> _PROBLEM STATEMENT_
Identify every row below that contains the string "positive" and copy each of those rows out in full. Match case exactly.

> _GIVEN DATA_
<<<<
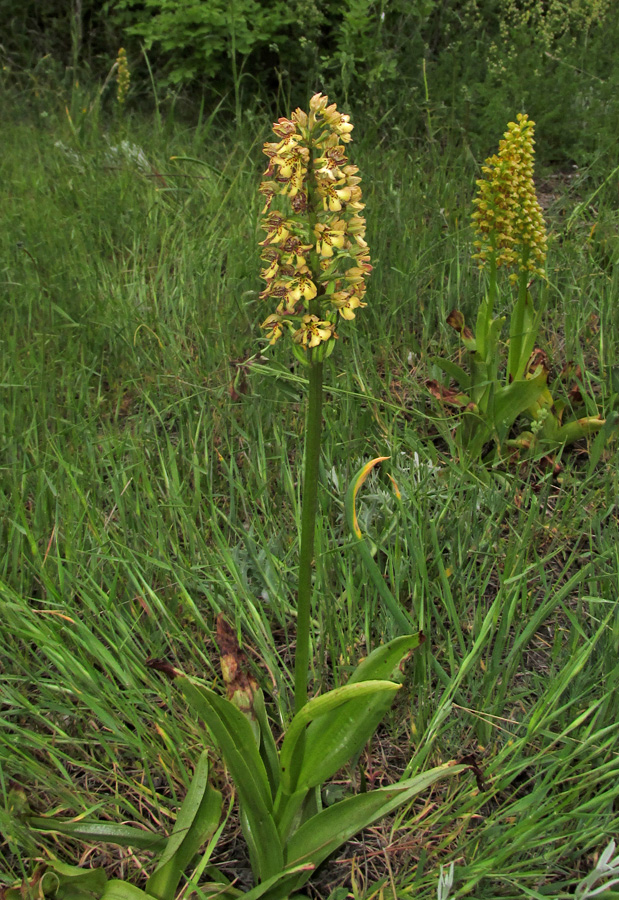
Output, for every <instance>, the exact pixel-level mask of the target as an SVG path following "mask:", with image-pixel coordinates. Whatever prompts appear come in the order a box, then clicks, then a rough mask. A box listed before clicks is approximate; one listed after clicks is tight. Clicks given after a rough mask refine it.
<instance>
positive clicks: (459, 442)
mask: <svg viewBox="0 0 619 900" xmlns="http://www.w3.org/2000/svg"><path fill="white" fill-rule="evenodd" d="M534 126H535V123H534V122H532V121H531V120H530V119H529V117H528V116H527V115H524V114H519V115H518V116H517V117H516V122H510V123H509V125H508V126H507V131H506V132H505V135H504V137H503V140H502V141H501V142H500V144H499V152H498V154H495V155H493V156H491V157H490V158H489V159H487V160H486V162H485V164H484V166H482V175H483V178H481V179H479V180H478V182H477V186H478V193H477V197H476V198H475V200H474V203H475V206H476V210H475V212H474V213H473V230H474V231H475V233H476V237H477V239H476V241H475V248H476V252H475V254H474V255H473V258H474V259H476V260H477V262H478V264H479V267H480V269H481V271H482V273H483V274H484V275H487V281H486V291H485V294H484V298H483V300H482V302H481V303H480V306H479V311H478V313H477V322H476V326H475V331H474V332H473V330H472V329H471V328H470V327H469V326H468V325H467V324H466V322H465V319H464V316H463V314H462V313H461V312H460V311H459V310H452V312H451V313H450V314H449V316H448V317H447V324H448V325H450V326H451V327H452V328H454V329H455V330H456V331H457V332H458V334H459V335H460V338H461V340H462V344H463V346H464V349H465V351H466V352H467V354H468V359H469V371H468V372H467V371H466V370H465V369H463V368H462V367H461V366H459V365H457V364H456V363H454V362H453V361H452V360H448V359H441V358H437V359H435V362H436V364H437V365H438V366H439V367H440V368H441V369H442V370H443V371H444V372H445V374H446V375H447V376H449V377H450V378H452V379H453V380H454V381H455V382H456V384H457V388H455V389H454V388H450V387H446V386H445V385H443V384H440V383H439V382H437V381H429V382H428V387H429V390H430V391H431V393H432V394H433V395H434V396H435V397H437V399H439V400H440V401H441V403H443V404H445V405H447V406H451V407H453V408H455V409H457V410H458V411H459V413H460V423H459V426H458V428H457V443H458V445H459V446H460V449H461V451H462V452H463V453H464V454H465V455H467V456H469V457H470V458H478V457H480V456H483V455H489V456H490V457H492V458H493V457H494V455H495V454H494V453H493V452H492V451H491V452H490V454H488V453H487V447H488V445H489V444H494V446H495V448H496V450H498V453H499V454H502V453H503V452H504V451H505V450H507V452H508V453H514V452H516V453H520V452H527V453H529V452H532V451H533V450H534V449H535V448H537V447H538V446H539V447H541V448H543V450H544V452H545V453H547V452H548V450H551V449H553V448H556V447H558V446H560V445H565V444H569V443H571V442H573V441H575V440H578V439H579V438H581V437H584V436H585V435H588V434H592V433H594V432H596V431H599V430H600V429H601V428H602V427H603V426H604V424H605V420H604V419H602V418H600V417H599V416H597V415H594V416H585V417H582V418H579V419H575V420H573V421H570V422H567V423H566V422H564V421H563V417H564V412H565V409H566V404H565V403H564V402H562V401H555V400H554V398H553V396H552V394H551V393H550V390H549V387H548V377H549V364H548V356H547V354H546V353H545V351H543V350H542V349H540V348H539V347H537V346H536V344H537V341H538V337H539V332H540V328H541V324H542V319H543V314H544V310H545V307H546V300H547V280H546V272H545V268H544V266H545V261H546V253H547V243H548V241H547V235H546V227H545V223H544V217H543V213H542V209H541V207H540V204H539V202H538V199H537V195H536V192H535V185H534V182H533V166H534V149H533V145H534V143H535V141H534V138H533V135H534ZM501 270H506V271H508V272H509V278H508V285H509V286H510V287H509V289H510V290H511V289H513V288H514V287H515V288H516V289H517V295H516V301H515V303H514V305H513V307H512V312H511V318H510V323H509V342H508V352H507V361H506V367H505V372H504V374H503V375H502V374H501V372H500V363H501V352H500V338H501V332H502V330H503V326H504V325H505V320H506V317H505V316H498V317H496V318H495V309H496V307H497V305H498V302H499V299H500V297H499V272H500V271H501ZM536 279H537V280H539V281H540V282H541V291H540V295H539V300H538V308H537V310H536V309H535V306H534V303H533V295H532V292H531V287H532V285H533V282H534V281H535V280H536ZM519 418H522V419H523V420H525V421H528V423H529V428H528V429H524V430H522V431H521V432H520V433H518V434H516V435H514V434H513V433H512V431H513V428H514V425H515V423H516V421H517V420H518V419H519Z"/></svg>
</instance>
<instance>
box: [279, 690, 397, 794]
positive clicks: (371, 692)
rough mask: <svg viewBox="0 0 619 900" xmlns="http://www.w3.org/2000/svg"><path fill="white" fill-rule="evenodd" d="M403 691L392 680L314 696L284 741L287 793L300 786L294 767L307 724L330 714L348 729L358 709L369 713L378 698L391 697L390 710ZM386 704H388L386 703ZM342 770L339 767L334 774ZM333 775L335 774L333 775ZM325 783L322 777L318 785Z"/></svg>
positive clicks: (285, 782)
>>>>
<<<<
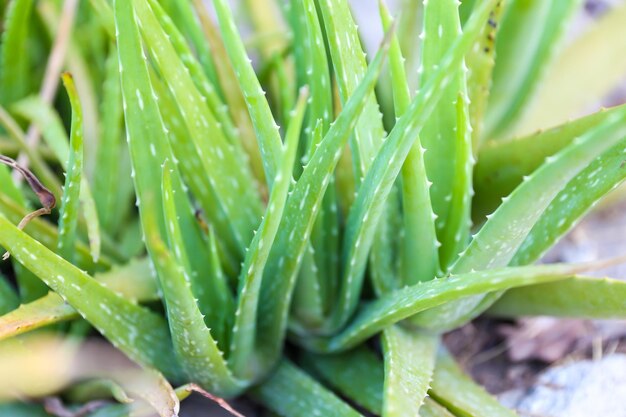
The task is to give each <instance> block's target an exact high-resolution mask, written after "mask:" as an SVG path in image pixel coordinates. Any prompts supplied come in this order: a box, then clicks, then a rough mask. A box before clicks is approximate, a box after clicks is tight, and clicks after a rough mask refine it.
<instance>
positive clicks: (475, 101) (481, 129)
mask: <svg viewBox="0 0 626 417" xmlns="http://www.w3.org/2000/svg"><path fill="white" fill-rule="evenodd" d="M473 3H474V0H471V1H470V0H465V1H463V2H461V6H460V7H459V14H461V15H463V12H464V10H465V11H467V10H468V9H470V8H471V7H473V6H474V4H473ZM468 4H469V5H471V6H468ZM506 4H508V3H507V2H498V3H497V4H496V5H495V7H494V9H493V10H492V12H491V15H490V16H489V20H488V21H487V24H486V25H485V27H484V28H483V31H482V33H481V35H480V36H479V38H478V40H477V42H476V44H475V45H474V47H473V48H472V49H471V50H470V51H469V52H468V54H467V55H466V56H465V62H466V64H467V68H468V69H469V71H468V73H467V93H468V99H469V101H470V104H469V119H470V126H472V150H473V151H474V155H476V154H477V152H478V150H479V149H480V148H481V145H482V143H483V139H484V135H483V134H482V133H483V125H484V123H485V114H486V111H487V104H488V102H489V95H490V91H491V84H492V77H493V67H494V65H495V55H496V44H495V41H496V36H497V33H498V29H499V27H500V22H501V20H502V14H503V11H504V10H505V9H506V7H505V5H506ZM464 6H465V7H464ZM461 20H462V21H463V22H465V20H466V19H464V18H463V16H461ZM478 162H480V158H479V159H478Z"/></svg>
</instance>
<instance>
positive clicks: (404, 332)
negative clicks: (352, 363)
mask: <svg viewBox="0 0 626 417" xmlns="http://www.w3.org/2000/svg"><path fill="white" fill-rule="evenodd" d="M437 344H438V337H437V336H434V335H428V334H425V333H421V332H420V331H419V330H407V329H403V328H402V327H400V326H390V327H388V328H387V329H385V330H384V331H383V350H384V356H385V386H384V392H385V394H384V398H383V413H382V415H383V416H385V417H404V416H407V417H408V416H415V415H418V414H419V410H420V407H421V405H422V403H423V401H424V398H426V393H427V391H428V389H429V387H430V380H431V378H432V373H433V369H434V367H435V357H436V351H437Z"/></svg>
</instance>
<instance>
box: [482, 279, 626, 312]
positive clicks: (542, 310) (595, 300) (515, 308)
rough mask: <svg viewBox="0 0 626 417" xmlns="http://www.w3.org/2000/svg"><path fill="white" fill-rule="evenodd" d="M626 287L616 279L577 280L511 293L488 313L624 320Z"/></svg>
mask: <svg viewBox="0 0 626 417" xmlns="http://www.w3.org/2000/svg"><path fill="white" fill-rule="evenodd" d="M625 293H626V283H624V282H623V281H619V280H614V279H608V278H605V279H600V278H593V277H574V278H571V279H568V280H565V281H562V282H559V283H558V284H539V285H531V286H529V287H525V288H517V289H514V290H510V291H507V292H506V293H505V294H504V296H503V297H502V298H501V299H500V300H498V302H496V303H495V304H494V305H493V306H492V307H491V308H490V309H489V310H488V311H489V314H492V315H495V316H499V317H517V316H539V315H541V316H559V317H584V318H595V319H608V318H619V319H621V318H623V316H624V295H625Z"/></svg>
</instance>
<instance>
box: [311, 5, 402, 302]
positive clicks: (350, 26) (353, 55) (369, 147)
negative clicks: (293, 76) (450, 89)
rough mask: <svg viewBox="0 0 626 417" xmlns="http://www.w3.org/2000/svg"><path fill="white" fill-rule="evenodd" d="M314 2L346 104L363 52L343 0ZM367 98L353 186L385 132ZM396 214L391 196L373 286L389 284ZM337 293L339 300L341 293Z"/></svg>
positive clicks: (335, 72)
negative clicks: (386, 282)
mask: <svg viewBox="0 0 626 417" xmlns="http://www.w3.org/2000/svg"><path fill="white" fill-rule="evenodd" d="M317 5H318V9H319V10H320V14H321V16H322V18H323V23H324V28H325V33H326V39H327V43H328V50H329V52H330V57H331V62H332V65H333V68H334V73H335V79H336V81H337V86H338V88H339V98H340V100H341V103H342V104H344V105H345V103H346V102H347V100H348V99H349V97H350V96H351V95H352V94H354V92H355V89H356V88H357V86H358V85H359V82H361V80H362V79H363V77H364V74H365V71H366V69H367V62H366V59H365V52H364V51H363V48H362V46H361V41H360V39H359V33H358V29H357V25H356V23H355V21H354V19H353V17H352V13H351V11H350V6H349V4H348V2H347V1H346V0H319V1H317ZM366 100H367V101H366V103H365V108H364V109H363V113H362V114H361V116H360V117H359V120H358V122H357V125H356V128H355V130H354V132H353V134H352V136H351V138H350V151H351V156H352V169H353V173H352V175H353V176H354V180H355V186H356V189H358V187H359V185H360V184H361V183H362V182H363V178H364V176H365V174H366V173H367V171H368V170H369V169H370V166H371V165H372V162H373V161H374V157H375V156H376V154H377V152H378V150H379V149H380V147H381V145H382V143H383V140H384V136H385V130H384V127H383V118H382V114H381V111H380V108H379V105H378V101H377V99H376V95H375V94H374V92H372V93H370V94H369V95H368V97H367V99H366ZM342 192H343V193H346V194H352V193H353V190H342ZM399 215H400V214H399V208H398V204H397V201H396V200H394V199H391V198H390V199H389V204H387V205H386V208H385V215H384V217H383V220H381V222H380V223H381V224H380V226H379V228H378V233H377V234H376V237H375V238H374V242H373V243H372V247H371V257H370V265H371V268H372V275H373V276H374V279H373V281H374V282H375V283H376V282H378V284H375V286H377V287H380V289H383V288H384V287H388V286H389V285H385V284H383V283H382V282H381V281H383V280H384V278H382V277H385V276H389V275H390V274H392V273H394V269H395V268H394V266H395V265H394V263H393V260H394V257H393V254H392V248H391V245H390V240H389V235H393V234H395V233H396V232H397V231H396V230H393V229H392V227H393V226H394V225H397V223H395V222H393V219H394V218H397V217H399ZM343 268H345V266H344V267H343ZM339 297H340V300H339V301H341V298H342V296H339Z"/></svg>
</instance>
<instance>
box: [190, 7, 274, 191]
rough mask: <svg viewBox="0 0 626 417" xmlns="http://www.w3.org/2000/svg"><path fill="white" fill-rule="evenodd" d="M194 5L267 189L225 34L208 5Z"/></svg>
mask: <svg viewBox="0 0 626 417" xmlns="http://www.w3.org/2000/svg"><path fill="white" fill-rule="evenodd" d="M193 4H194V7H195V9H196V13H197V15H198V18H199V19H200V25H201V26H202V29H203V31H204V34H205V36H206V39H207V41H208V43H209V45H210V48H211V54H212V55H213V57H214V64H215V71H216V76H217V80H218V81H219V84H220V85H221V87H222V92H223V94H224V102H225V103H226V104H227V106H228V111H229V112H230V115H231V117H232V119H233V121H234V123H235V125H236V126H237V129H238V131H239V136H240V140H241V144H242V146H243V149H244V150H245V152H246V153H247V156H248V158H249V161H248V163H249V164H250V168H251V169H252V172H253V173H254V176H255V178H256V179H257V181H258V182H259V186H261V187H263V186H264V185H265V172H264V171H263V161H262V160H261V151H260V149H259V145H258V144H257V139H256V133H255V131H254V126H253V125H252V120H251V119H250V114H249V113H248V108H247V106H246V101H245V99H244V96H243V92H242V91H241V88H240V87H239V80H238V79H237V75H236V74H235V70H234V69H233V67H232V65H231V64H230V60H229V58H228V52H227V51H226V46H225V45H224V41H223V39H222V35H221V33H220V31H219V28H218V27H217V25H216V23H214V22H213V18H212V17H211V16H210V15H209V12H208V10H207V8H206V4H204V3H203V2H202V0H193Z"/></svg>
>>>>
> _EXERCISE RESPONSE_
positive clicks: (459, 442)
positive clicks: (371, 692)
positive clicks: (285, 782)
positive clicks: (475, 101) (481, 129)
positive clicks: (404, 332)
positive clicks: (542, 310) (595, 300) (515, 308)
positive clicks: (350, 26) (353, 55) (369, 147)
positive clicks: (335, 72)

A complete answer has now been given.